* [Activity]:
Format every line of the records below as a JSON list of strings, one string per line, leaving out blank lines.

════════════════

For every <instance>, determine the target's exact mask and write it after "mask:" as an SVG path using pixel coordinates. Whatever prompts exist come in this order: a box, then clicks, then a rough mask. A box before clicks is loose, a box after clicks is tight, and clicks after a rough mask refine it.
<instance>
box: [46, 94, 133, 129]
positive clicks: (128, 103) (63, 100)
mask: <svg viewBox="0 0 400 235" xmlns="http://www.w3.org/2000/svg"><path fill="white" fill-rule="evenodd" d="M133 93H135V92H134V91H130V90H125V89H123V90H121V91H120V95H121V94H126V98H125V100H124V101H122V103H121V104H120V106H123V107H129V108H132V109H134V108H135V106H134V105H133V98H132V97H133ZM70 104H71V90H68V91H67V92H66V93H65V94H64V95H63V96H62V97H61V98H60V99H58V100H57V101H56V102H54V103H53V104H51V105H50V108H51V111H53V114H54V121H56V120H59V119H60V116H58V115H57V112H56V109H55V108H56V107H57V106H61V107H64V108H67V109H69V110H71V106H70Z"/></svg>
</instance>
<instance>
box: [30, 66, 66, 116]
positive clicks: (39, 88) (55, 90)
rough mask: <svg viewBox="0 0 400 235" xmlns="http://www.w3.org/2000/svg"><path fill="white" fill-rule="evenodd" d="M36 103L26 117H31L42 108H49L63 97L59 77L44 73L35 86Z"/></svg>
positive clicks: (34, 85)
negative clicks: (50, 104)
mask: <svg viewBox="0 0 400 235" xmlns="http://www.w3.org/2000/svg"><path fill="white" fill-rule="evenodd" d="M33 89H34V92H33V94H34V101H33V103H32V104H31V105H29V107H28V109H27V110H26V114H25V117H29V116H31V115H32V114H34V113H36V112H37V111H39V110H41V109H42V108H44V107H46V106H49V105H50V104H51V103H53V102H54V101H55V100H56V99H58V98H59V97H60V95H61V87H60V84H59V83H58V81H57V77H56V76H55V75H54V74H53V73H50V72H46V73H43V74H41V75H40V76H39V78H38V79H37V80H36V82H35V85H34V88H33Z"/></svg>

════════════════

* [Task answer]:
[
  "For every <instance>, determine the target's exact mask and write it after \"mask:\" as an SVG path using pixel coordinates. Whatever prompts exist come in this order: a box, then clicks, then a rough mask. A box before clicks is loose, a box after clicks is tight, and clicks after a rough mask refine it.",
  "<instance>",
  "box: [46, 94, 133, 129]",
  "positive clicks: (128, 103) (63, 100)",
  "mask: <svg viewBox=\"0 0 400 235\" xmlns=\"http://www.w3.org/2000/svg\"><path fill=\"white\" fill-rule=\"evenodd\" d=\"M133 93H135V92H134V91H130V90H125V89H123V90H121V91H120V95H121V94H126V98H125V100H124V101H122V103H121V104H120V106H123V107H129V108H132V109H134V108H135V106H134V105H133V98H132V97H133ZM70 104H71V90H68V91H67V92H66V93H65V94H64V95H63V96H62V97H61V98H60V99H58V100H57V101H56V102H54V103H53V104H51V105H50V108H51V111H53V114H54V121H56V120H59V119H60V116H58V115H57V112H56V109H55V108H56V107H57V106H61V107H64V108H67V109H69V110H71V106H70Z\"/></svg>",
  "</instance>",
  "<instance>",
  "box: [30, 66, 66, 116]",
  "positive clicks: (39, 88) (55, 90)",
  "rough mask: <svg viewBox=\"0 0 400 235\" xmlns=\"http://www.w3.org/2000/svg\"><path fill=\"white\" fill-rule=\"evenodd\" d=\"M36 103L26 117H31L42 108H49L63 97L59 77L44 73L35 86Z\"/></svg>",
  "positive clicks: (34, 85)",
  "negative clicks: (50, 104)",
  "mask: <svg viewBox=\"0 0 400 235\" xmlns=\"http://www.w3.org/2000/svg\"><path fill=\"white\" fill-rule=\"evenodd\" d=\"M33 89H34V92H33V94H34V101H33V103H32V104H31V105H29V107H28V109H27V110H26V114H25V117H29V116H31V115H32V114H34V113H36V112H37V111H39V110H41V109H42V108H44V107H46V106H49V105H50V104H51V103H53V102H54V101H55V100H56V99H58V98H59V97H60V95H61V87H60V84H59V83H58V81H57V77H56V76H55V75H54V74H53V73H50V72H46V73H43V74H41V75H40V76H39V78H38V79H37V80H36V82H35V85H34V88H33Z\"/></svg>"
]